## TASK DATA
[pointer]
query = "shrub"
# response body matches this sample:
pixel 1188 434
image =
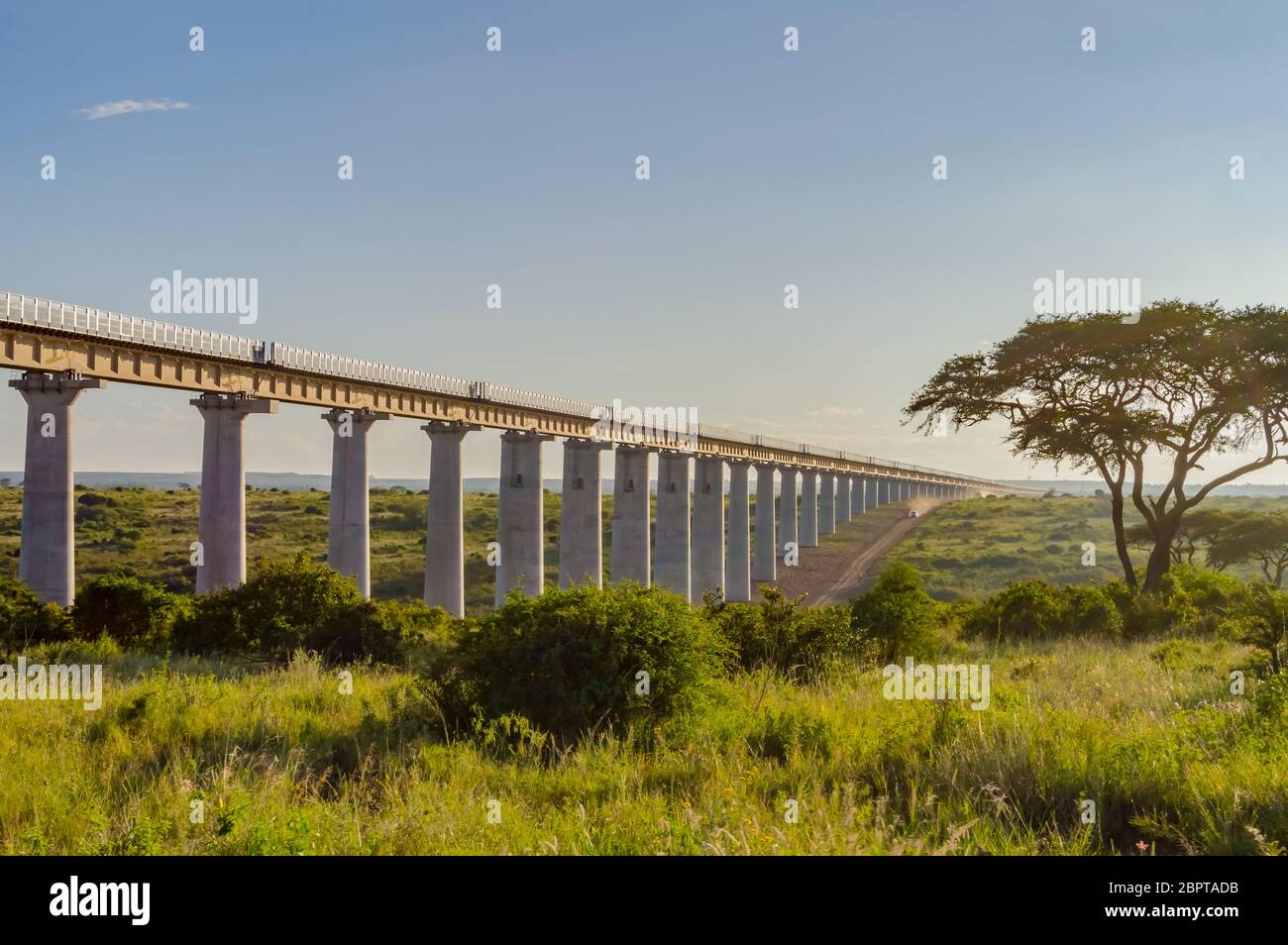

## DESCRIPTION OF THE TASK
Can you write out the material again with "shrub" swapped for "bush", everything else unchanged, and without the pictures?

## ANSWER BELOW
[pointer]
query = "bush"
# response body matches this sample:
pixel 1188 434
image =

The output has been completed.